Énoncé du problème ▸ D'après la page sur Tonies, combien de conteuses sont actuellement activées dans le monde ?

Page ▸

%%

Ayant flairé le bon filon, certaines marques pour enfant placent les licences au cœur de leur modèle. « La licence est pour nous un axe de développement fort », confirme Rosanna Selles, responsable du licensing et du développement produit de Tonies. Créée en 2013, cette marque allemande a mis sur le marché une conteuse pour les enfants de 3-6 ans, la « Toniebox », avec des figurines à placer sur l’appareil pour déclencher la lecture d’histoires. Actuellement, plus de 5 millions de conteuses sont activées dans le monde et Tonies a signé avec quelque 200 licences. « Il y a toujours un accord avec un ayant droit. Il y a un droit d’utilisation merchandising pour créer la figurine et des droits liés à l’audio. Certains partenaires n’ont pas de piste audio. Pour Miraculous, nous avons récupéré la bande-son du dessin animé et réalisé un travail d’adaptation en studio », relate Rosanna Selles.

%%

Données enregistrées ▸
%%

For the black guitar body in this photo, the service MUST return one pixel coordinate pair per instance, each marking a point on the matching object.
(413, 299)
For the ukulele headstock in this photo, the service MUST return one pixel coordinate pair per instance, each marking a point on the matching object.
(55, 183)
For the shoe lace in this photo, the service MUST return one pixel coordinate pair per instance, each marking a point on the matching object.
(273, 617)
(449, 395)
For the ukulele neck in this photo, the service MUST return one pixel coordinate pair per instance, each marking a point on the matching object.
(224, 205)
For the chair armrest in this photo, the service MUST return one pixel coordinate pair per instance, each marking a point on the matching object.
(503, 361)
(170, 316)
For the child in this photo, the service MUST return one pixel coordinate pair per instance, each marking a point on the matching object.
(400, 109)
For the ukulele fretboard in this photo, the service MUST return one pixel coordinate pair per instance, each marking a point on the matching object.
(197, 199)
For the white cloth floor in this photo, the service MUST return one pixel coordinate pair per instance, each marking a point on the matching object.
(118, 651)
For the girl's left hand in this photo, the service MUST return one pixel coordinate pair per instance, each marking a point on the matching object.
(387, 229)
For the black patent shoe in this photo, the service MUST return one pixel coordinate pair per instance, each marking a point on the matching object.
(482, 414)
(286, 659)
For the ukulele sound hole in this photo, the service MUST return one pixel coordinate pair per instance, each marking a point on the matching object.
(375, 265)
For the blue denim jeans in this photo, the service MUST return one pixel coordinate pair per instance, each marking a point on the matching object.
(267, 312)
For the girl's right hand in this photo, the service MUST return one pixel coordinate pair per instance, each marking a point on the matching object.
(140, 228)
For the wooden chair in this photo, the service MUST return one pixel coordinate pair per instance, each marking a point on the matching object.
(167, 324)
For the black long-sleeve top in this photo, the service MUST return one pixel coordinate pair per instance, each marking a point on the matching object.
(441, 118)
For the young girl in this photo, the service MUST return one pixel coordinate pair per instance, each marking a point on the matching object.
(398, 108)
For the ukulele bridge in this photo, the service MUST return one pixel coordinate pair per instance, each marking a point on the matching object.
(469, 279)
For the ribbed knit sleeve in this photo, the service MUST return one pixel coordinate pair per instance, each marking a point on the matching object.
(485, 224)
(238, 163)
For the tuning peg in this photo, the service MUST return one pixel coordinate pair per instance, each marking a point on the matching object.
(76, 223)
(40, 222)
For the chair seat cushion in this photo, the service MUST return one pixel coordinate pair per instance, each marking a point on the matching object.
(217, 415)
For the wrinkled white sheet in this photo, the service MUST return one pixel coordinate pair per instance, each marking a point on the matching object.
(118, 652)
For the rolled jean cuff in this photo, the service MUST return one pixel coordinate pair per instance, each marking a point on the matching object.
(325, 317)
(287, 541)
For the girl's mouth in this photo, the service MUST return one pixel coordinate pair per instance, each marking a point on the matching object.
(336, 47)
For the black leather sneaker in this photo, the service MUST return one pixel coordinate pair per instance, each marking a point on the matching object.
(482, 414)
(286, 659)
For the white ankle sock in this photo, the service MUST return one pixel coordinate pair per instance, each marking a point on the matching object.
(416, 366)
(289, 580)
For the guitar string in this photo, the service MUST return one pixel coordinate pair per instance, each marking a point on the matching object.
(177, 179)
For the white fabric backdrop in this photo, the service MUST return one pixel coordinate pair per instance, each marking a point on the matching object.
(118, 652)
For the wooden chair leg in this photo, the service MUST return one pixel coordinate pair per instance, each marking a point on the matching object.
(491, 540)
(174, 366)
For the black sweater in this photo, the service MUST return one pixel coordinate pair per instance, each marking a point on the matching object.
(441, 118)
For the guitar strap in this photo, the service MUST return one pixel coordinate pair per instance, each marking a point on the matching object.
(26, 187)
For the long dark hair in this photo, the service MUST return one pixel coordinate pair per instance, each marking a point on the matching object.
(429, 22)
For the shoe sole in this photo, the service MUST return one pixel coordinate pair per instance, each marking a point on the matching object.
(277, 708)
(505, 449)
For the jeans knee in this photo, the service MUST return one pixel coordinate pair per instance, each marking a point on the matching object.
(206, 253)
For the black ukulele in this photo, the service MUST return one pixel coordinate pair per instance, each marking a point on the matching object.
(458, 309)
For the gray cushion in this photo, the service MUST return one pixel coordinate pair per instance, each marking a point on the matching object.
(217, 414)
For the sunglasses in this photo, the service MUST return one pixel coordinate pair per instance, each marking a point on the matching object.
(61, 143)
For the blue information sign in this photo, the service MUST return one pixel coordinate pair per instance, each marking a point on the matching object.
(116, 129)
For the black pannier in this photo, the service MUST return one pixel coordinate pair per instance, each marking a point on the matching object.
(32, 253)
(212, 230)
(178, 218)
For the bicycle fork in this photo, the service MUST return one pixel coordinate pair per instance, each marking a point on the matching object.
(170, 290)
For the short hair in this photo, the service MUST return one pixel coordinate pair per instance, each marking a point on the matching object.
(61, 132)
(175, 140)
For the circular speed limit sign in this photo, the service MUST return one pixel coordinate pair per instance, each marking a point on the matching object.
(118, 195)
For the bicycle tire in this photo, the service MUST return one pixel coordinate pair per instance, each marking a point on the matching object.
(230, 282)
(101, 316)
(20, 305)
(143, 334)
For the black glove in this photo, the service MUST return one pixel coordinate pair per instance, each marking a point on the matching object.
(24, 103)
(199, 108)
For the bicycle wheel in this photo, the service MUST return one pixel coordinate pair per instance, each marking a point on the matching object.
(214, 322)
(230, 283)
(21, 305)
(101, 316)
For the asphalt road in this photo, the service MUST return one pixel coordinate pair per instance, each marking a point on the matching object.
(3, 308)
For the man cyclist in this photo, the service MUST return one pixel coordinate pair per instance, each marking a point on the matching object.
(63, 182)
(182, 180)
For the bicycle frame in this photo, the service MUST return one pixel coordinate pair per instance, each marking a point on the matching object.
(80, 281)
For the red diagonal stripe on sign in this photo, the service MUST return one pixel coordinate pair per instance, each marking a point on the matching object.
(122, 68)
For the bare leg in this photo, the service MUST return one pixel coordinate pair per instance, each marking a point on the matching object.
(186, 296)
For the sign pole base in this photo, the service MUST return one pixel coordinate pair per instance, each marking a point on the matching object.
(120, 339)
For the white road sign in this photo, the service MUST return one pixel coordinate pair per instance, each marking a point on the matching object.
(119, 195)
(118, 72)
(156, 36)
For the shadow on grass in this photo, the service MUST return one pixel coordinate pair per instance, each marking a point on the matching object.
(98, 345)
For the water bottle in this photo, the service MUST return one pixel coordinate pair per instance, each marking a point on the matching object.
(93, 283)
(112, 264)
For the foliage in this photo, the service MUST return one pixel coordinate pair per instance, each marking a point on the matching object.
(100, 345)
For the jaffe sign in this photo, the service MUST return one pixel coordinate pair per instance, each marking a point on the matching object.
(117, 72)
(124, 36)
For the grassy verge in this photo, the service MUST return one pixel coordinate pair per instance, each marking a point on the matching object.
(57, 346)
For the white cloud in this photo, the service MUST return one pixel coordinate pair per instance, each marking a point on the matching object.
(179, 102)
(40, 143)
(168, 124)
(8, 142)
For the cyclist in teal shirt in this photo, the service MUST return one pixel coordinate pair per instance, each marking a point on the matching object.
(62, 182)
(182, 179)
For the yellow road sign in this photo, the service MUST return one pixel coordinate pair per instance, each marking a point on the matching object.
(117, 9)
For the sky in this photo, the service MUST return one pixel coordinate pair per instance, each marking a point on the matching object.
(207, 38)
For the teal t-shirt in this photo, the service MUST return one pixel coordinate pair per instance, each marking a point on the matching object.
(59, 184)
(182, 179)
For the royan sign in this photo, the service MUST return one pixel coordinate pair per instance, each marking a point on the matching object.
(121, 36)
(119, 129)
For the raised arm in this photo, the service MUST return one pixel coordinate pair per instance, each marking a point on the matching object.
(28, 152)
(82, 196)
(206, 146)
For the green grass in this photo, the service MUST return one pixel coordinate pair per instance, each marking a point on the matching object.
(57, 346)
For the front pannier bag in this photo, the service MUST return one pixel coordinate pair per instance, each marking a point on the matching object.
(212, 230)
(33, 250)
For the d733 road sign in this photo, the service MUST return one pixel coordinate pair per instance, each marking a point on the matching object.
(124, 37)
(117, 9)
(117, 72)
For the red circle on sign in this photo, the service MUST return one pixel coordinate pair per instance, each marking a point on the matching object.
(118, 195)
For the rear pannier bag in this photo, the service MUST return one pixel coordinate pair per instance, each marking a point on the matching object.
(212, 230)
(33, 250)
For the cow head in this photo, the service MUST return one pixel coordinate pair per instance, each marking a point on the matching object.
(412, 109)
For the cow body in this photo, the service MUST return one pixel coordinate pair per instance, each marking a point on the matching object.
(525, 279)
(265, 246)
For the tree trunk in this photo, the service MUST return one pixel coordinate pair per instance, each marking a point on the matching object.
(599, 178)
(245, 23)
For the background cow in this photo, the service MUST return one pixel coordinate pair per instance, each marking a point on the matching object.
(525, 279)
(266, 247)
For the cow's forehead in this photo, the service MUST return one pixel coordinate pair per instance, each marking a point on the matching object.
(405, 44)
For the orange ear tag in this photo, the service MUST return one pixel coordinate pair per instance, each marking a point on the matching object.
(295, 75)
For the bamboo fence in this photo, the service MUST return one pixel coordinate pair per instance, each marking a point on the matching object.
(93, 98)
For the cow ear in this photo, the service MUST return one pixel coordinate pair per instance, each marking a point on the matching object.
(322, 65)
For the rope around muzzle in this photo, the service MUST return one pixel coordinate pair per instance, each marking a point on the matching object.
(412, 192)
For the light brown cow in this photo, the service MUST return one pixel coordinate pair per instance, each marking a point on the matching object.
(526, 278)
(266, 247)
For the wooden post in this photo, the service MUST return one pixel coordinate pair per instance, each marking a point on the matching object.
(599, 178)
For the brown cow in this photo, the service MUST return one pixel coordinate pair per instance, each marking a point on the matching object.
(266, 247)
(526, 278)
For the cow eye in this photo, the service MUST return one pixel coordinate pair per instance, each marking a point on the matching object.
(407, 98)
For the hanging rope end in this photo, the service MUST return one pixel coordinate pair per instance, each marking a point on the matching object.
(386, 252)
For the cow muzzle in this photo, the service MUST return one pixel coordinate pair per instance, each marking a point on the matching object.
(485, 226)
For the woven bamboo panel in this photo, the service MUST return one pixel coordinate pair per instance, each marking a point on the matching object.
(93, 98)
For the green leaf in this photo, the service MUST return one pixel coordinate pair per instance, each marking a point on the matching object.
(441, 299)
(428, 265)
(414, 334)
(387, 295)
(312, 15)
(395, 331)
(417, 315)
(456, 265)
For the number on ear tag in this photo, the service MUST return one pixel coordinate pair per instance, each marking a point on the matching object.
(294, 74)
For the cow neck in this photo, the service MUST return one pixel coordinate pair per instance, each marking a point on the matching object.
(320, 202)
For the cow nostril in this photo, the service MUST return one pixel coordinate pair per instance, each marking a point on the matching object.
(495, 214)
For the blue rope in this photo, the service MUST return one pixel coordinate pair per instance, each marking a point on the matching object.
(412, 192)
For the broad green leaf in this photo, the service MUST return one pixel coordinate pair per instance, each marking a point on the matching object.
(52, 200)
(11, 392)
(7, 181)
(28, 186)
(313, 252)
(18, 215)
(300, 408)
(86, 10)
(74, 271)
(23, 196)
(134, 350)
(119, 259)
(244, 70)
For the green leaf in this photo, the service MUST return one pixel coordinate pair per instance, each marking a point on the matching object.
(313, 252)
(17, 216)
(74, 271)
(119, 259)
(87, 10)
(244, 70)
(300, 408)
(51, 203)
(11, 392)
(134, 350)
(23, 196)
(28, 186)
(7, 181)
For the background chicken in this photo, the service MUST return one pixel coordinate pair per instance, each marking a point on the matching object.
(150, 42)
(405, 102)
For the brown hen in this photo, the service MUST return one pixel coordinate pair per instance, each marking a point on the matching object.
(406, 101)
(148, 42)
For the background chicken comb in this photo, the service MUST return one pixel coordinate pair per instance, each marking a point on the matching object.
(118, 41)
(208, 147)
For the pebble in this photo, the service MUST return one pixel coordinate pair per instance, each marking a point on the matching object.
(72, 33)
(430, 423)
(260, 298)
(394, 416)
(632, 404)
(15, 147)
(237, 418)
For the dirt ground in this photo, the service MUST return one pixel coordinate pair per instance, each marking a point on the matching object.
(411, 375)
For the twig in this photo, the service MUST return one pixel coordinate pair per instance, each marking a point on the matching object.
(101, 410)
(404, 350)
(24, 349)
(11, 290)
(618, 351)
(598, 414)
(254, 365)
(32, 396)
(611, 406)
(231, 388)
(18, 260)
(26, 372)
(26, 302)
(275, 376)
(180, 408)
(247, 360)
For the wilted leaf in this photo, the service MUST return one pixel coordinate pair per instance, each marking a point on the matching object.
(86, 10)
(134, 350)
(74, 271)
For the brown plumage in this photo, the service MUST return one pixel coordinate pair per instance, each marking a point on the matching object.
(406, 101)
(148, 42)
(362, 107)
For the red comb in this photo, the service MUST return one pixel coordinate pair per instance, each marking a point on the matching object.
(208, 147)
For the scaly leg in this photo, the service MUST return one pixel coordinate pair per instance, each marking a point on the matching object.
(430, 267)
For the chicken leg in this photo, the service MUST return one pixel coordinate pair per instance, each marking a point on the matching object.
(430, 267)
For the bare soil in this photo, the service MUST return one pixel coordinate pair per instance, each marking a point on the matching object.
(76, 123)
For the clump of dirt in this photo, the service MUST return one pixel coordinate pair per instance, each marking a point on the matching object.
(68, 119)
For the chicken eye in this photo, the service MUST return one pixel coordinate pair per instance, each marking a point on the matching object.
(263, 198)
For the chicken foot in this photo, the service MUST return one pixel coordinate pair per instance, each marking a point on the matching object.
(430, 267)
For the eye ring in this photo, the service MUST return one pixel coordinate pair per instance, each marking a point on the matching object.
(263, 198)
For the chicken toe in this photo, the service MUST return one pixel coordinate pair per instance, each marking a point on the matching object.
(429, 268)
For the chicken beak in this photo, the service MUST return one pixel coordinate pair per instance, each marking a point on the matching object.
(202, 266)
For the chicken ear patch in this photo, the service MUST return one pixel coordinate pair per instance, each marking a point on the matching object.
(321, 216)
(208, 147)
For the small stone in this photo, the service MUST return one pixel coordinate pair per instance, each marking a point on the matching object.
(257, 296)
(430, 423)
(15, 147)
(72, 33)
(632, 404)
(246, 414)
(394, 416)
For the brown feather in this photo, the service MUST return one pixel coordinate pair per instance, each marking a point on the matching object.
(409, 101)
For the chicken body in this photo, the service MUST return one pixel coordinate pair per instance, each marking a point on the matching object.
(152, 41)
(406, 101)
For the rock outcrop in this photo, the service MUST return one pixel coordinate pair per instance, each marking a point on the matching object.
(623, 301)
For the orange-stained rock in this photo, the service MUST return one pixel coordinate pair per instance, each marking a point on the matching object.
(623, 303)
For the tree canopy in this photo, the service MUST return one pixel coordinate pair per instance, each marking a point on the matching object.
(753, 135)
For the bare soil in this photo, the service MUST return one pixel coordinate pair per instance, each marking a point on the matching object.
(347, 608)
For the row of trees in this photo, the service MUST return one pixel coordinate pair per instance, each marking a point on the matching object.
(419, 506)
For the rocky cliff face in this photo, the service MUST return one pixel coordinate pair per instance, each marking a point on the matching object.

%%

Réponse détaillée ▸ Plus de 5 millions de conteuses.